§ **Supplied material**
# # #
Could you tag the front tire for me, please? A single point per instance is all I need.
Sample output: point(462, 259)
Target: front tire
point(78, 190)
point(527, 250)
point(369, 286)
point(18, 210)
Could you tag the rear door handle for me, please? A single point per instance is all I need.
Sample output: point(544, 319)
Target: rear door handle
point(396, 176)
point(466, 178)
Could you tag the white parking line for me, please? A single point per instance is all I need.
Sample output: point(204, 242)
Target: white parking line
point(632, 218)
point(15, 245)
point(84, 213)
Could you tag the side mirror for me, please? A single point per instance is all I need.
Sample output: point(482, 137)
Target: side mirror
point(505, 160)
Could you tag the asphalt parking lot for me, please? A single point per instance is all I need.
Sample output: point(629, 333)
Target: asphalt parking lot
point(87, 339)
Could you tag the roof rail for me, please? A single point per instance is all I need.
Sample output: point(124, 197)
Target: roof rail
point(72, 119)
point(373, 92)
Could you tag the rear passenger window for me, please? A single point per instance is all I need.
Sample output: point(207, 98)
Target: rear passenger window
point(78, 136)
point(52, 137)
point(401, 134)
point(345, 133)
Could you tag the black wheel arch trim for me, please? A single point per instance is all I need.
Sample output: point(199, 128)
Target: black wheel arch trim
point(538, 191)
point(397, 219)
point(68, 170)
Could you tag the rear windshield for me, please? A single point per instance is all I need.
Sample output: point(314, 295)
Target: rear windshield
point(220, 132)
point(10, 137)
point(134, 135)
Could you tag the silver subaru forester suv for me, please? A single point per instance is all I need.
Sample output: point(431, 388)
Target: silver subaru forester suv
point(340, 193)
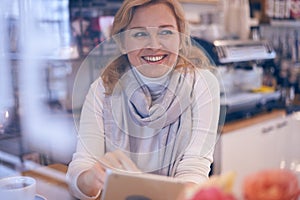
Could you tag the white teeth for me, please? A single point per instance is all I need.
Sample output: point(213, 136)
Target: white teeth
point(153, 58)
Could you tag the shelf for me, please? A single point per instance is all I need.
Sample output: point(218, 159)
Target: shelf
point(200, 1)
point(285, 23)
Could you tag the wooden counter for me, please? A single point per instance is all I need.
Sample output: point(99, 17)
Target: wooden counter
point(51, 182)
point(242, 123)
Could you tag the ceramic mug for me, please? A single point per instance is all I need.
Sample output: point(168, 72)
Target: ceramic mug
point(18, 187)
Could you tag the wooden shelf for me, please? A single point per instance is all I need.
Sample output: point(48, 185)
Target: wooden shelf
# # #
§ **What you are asked to do**
Give the lines above again exactly, from the one containing "Target: silver subaru forester suv" to the one containing "Could you tag the shelf", both included, but leave out the pictures.

§ **Answer space**
Target: silver subaru forester suv
point(340, 193)
Could you tag the white teeth for me, please? A single point per instance is all I need.
Sample output: point(213, 136)
Target: white teeth
point(153, 58)
Could you tag the shelf for me, please? A single point per instance is all I need.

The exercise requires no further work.